:: Extrait fourni

Signe de la gravité du problème auquel les décideurs politiques doivent faire face, les données de l’emploi les plus récentes ont montré que le nombre d’Américains qui ont fait une demande de prestation chômage a atteint le niveau record de 3,28 millions au cours de la semaine qui s’est terminée le 21 mars. Cela représente plus de 3 millions de personnes supplémentaires par rapport à la semaine précédente.
Dans un tel contexte, les bénéfices des entreprises devraient nettement reculer, tout comme les dividendes. Les marchés financiers ont donc connu des niveaux de volatilité qui ont de quoi donner le tournis.
L’indice S&P 500 a par exemple cédé 35% en l’espace de quelques semaines, un recul comparable à ceux du lundi noir de 1987 et du krach de 1929.
À situation exceptionnelle, mesures exceptionnelles, c’est précisément ce que les banques centrales et les gouvernements sont en train de mettre en place.
Nous prévoyons que les banques centrales vont injecter une relance monétaire équivalente à pas moins d’un dixième du PIB mondial cette année, tandis que les assouplissements budgétaires équivaudront à environ 4% de la production économique.
C’est grâce à ces mesures coordonnées vraiment audacieuses que l’économie mondiale devrait, selon nous, éviter un ralentissement prolongé.
Les investisseurs ne doivent cependant pas baisser la garde. Les marchés financiers vont connaître de nouvelles poussées de volatilité au cours des semaines à venir lorsque l’étendue des dégâts provoqués par la pandémie sur l’économie se précisera. C’est pourquoi nous maintenons notre positionnement neutre sur les actions et les obligations.
Notre analyse du cycle conjoncturel montre une contraction de 0,4% de l’économie mondiale cette année.
Les économies développées, notamment dans la zone euro, seront en première ligne, tandis que leurs homologues émergentes, tirées par la reprise chinoise, devraient mieux s’en sortir.
Encore il y a peu au cœur de la crise, la Chine se remet progressivement au travail. À en juger par la consommation de charbon et par les données sur le trafic automobile dans le pays, nous estimons que l’activité économique en Chine est remontée à 80% de son niveau normal.
La reprise économique chinoise devrait donc être aussi rapide que l’a été le ralentissement.
La deuxième économie de la planète enregistrera une croissance de 2% cette année, ce qui reste insuffisant pour atteindre l’objectif fixé par Pékin: multiplier par deux le PIB et les revenus entre 2010 et 2020.
Nos modèles de liquidité estiment que les relances des banques centrales mondiales s’élèveront à 5 700 milliards de dollars US, soit 10% du PIB mondial, un tiers de plus que le niveau atteint en 2008-2009.

::::
:: Données fournies

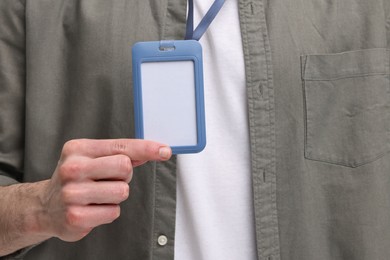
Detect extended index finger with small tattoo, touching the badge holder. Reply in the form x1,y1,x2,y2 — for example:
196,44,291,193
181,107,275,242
62,139,172,161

::::

Exploration du document:
A. D'après l'extrait sur la crise économique, à quel pourcentage de son niveau normal l'activité économique en Chine est-elle estimée être remontée ?
B. Reproduisez le passage de l'extrait sur la crise économique qui s'ouvre sur les mots contenant « Dans un tel » et se referme sur « krach de 1929. ».
C. Reprenez l'extrait sur la crise économique à la suite de sa dernière phrase et rédigez-en la suite.

Réponses aux exercices:
A. À 80% de son niveau normal.

B.
Dans un tel contexte, les bénéfices des entreprises devraient nettement reculer, tout comme les dividendes. Les marchés financiers ont donc connu des niveaux de volatilité qui ont de quoi donner le tournis.
L’indice S&P 500 a par exemple cédé 35% en l’espace de quelques semaines, un recul comparable à ceux du lundi noir de 1987 et du krach de 1929.

C.
Quelque 3 400 milliards de dollars US proviendront des États-Unis, où la Réserve fédérale a acheté plus de 600 milliards de dollars US d’obligations en une seule semaine, six fois le montant total des achats réalisés lors de la dernière vague d’assouplissement quantitatif.
Nous pensons que la Fed dispose encore de beaucoup de munitions dans son arsenal. Ainsi, le volume des achats d’obligations pourrait, selon nous, facilement doubler par rapport aux niveaux actuels.
Le programme d’achat d’obligations d’entreprise de la Fed, mené au travers du Fonds de stabilisation des changes (Exchange Stabilisation Fund, ESF), un véhicule d’endettement spécial financé par le Trésor, qui pourrait acheter des crédits pour pas moins de 4 000 milliards de dollars US.
De son côté, la Banque centrale européenne injectera 1 000 milliards d’euros de liquidités dans le système financier.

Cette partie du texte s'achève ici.